## Metin bölümü
━━━━

Ölümünün 50. yılında Halide Edip
Sennur SEZER
Cumhuriyet tarihimizin ve edebiyatımızın kadının bireyselleşmesiyle kadın hakları konusunun öncü tartışmacı yazarı Halide Edip Adıvar çoğunluğu kadın akademisyen ve yazarların katıldığı bir sempozyumda tartışıldı. Mimar Sinan Güzel Sanatlar Üniversitesi Türk Dili ve Edebiyatı Bölümünün Can Yayınlarının katkılarıyla 23 Ocak günü Sedad Hakkı Eldem Oditoryumu’nda gerçekleştirdiği sempozyuma hasta olan Nüket Esen yanında Muharrem Kaya ve Selim İleri katılamadı. Toplantıya katılanlar arasında Halide Edip’in torunu Ömer Sayar da bulunuyordu.

━━━━

## Verilen veriler
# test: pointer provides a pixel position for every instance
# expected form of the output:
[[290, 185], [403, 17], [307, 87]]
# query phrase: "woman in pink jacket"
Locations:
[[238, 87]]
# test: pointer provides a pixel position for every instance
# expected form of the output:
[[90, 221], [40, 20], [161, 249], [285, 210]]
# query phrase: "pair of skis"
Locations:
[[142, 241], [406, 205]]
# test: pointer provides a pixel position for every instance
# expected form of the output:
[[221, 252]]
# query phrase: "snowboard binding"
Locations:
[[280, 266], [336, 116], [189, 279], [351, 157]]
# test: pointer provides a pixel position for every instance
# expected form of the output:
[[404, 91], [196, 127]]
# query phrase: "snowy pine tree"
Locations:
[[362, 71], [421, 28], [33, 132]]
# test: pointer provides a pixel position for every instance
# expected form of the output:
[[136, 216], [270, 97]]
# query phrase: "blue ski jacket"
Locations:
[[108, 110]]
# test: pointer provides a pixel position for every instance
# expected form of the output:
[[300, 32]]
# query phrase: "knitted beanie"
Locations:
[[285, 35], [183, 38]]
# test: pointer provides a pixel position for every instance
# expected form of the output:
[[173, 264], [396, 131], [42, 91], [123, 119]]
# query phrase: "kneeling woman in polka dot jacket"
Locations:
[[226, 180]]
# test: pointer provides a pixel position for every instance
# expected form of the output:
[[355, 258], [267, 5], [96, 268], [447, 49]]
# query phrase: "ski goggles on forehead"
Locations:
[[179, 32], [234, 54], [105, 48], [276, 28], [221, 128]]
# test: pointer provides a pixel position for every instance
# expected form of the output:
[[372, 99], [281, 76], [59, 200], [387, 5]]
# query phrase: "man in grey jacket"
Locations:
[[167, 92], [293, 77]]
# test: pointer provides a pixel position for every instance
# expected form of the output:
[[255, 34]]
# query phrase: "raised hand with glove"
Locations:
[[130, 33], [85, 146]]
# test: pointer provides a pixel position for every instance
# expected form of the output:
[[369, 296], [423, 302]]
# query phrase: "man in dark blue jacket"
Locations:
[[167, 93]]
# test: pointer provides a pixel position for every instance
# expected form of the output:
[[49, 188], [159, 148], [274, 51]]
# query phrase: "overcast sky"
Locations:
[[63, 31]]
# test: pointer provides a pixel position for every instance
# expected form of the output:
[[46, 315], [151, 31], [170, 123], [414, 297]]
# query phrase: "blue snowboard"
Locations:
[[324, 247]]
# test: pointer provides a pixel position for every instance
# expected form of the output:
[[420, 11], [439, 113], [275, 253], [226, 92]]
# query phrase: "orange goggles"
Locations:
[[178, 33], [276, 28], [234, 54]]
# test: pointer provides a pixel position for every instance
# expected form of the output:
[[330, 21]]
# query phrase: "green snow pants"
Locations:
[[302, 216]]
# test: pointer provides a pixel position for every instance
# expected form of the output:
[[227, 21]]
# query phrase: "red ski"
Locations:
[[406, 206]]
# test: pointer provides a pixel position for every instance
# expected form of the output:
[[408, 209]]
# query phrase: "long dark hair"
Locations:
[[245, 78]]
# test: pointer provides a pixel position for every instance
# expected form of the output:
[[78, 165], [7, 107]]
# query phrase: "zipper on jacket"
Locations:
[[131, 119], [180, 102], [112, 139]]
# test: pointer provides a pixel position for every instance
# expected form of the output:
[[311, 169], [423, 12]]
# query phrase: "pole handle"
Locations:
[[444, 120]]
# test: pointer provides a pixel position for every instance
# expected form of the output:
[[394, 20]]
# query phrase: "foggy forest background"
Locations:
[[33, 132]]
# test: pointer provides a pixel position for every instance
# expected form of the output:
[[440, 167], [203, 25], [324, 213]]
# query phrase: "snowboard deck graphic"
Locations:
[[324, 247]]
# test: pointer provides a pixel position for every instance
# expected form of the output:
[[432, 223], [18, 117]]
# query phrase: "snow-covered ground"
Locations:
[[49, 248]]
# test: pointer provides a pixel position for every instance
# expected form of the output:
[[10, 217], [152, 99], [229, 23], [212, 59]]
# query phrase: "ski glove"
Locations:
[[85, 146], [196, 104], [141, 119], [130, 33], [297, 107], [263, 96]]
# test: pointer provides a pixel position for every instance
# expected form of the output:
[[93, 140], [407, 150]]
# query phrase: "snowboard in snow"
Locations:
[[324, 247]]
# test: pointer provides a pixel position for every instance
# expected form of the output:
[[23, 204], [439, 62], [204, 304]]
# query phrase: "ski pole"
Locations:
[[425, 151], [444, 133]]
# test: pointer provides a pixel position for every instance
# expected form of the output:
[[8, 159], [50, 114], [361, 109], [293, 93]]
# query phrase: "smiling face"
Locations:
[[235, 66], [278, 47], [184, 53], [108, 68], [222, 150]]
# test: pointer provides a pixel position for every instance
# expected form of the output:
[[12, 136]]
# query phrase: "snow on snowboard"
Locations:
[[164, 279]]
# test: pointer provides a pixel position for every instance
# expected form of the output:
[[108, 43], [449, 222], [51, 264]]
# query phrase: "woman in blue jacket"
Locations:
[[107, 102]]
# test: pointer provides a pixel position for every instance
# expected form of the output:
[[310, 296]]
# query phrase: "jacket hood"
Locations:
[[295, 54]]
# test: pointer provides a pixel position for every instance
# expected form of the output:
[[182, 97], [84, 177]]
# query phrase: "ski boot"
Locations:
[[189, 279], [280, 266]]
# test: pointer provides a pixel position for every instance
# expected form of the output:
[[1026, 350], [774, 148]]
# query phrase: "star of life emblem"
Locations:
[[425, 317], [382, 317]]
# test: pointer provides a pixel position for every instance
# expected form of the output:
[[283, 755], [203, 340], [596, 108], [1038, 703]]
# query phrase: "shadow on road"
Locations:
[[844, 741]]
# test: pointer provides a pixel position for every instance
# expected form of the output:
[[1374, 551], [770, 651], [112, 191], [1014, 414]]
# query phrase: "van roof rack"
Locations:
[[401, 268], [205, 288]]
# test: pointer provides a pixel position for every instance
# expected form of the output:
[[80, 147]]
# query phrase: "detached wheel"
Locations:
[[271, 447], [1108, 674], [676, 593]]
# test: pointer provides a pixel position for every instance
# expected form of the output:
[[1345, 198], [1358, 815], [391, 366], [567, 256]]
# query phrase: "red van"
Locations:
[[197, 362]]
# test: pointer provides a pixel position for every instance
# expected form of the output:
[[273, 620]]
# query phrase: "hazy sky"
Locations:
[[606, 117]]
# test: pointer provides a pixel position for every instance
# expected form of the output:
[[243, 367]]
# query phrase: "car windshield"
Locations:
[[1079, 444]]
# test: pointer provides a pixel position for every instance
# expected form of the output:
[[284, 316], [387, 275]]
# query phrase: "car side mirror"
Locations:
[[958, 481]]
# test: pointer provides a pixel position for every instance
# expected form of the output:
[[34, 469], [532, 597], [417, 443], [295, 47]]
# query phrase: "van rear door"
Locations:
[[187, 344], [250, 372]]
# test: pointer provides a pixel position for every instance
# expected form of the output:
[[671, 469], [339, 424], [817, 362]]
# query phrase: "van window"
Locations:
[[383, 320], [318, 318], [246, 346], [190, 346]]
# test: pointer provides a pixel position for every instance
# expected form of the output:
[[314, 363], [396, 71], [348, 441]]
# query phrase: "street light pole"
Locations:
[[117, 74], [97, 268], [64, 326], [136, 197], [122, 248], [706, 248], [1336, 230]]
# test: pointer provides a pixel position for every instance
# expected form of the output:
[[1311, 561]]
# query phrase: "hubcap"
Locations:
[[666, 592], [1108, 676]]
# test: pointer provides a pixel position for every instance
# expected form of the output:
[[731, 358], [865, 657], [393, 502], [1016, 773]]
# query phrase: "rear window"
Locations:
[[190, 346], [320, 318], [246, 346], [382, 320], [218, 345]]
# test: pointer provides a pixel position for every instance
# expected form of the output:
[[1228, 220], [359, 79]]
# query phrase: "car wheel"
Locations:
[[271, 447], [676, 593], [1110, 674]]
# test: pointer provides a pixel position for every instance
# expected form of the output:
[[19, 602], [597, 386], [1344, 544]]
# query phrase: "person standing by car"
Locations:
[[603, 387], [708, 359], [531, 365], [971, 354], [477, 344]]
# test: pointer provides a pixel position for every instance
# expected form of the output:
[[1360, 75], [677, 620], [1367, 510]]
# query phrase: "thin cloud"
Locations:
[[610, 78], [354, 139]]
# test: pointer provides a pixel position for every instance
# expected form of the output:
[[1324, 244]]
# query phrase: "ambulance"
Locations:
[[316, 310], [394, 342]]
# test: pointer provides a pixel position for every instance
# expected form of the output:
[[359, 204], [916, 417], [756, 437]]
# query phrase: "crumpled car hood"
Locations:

━━━━

## Yapılacak işler
a – Metin bölümüne göre Halide Edip sempozyumu hangi gün yapıldı?
b – Metin bölümünde sempozyuma katılamadığı söylenen kişilerin hepsini sıralayın.
c – Metin bölümünün "Ölümünün 50. yılında" sözleriyle başlayıp "Sayar da bulunuyordu." sözlerine kadar giden kısmını hiç değiştirmeden yeniden yazın.

## Sonuçlar
a – 23 Ocak günü yapıldı.

b – Nüket Esen, Muharrem Kaya, Selim İleri

c –
Ölümünün 50. yılında Halide Edip
Sennur SEZER
Cumhuriyet tarihimizin ve edebiyatımızın kadının bireyselleşmesiyle kadın hakları konusunun öncü tartışmacı yazarı Halide Edip Adıvar çoğunluğu kadın akademisyen ve yazarların katıldığı bir sempozyumda tartışıldı. Mimar Sinan Güzel Sanatlar Üniversitesi Türk Dili ve Edebiyatı Bölümünün Can Yayınlarının katkılarıyla 23 Ocak günü Sedad Hakkı Eldem Oditoryumu’nda gerçekleştirdiği sempozyuma hasta olan Nüket Esen yanında Muharrem Kaya ve Selim İleri katılamadı. Toplantıya katılanlar arasında Halide Edip’in torunu Ömer Sayar da bulunuyordu.